RECORDS PROVIDED:
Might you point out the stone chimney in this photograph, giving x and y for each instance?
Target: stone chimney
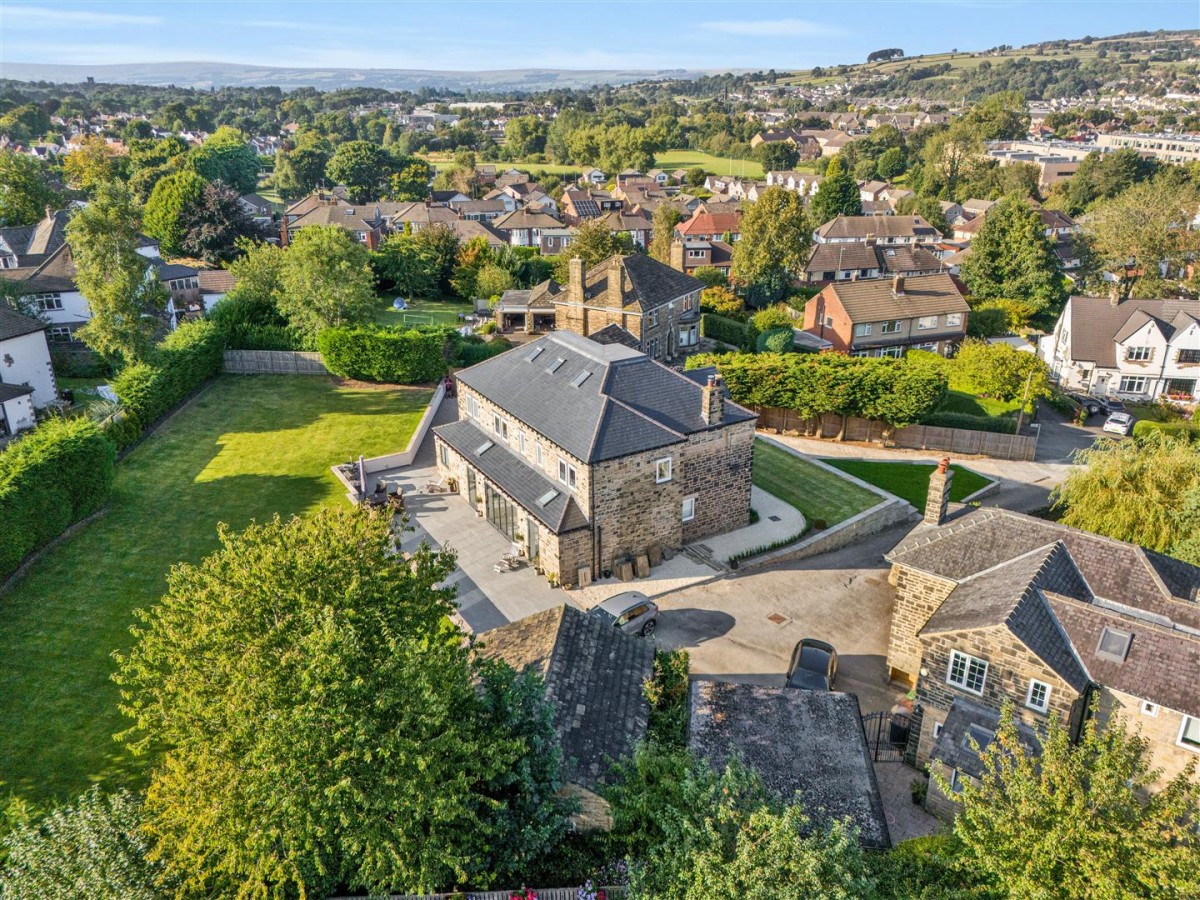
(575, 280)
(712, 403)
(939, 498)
...
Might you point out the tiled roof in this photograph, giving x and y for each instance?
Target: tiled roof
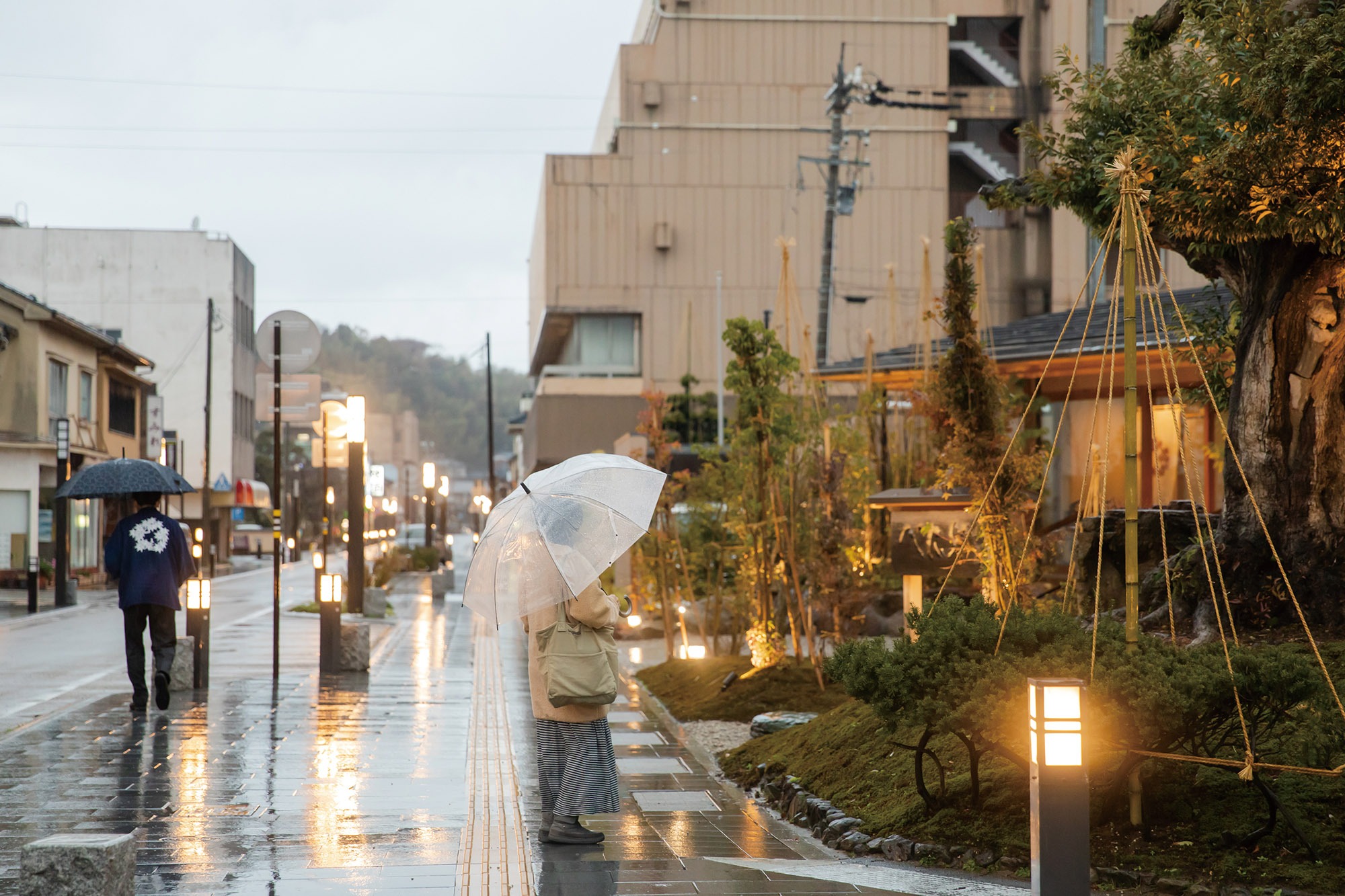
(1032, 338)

PROBLEM REQUIREMENTS: Locate the word "instance" in the data above. Copy every line carrying it.

REPLY:
Might you point out the stone chimney in this photograph, giving x and y for each instance?
Might you point out the tiled roof in this photograph, giving x and y for each instance?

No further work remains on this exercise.